■ Directions for this task
Locate each line in the entries below that contains the word "green", and copy every such line.

■ Data excerpts
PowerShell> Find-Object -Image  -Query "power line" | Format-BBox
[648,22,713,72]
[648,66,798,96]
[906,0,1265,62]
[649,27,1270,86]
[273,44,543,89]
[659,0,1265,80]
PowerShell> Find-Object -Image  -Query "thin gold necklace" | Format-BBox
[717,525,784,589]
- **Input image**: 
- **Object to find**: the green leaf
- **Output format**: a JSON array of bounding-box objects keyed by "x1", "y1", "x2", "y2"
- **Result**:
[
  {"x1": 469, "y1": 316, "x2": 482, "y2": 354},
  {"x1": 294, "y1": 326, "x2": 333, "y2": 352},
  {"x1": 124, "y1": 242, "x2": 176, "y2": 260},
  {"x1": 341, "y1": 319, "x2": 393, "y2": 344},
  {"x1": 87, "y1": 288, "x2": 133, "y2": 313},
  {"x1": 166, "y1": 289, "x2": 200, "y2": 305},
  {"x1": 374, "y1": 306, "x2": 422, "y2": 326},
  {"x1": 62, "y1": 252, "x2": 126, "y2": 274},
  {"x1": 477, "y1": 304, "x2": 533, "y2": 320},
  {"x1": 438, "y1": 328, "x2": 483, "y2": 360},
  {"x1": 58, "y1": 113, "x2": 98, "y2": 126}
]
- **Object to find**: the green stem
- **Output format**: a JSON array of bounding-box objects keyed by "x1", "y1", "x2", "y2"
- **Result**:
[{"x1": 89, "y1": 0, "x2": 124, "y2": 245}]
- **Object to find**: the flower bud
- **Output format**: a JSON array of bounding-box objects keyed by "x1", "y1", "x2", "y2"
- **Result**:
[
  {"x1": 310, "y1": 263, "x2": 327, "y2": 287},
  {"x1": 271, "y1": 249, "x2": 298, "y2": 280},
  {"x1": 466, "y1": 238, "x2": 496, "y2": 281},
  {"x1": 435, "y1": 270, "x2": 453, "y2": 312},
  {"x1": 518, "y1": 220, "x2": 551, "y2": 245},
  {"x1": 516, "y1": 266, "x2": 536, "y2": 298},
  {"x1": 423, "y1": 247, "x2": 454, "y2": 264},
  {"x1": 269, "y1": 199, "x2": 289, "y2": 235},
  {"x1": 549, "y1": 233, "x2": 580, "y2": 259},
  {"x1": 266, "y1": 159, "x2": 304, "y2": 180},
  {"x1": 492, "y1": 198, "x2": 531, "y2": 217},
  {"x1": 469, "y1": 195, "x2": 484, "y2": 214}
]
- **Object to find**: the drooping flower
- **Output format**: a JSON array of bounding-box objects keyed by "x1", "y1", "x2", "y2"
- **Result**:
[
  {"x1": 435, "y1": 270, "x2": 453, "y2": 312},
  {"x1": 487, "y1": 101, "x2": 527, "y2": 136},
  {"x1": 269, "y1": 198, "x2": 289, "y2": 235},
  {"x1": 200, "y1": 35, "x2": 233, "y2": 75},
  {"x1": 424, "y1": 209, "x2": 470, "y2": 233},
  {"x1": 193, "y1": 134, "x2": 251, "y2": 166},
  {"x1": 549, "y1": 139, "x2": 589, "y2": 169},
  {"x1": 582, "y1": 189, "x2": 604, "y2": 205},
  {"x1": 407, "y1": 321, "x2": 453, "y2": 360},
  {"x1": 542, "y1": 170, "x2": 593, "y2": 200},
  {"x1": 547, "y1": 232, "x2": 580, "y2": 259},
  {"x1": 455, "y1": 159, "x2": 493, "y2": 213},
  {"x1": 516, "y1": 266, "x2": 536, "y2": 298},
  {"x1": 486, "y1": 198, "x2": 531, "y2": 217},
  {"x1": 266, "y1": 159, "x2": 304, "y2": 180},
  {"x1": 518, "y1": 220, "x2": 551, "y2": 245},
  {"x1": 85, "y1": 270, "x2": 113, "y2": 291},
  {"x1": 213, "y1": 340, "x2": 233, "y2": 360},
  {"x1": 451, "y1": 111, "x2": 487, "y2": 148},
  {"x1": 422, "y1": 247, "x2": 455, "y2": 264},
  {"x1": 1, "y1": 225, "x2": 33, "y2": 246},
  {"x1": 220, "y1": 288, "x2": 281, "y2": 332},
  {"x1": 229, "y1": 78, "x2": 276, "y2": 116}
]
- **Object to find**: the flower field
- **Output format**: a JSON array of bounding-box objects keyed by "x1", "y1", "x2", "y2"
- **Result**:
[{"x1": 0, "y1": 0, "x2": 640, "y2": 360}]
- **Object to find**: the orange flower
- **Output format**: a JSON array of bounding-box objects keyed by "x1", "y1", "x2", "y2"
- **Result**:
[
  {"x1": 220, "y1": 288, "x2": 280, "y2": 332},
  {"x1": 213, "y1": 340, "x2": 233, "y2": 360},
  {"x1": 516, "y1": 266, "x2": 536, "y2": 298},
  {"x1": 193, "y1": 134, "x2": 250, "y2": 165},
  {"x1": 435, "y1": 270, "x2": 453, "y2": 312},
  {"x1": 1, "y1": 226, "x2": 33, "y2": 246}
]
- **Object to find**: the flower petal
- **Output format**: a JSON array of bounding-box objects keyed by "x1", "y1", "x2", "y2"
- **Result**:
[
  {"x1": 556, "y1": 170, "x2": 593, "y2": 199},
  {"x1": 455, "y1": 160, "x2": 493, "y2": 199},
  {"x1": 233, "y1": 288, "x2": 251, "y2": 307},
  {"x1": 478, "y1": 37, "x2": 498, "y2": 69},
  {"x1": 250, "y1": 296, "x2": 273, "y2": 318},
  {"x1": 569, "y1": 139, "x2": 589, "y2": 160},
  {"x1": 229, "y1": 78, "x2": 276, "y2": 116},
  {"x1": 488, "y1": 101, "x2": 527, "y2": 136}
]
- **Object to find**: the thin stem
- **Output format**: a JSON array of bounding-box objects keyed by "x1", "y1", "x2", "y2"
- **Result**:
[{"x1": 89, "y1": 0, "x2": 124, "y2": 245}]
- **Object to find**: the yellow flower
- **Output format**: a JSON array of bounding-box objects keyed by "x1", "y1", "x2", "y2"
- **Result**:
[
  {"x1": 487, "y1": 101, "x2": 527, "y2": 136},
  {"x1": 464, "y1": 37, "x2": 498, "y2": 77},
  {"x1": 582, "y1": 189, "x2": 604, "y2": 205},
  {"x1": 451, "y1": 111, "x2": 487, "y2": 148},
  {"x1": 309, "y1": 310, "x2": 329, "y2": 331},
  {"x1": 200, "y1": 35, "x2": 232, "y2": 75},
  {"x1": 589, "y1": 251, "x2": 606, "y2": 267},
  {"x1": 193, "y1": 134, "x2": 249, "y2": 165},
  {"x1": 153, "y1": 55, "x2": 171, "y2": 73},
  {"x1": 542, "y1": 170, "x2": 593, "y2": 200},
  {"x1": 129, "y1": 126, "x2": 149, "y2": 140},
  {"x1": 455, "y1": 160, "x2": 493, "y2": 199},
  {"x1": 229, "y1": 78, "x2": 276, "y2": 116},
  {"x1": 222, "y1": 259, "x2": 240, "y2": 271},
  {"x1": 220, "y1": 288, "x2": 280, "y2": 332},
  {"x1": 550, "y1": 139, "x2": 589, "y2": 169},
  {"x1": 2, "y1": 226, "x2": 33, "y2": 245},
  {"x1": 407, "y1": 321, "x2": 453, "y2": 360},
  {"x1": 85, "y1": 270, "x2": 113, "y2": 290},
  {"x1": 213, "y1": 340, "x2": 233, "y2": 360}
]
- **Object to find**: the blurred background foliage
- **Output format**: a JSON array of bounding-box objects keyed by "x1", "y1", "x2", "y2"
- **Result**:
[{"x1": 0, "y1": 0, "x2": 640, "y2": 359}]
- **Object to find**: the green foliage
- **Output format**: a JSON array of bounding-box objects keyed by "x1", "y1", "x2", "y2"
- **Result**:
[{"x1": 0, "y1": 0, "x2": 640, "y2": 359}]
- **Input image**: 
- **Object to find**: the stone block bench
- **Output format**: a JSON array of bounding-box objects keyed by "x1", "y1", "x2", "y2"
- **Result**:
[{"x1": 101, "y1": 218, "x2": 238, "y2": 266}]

■ Solution to the problem
- **Object to find**: the green leaf
- **Object to find**: the green stem
- **Object to find**: the green foliage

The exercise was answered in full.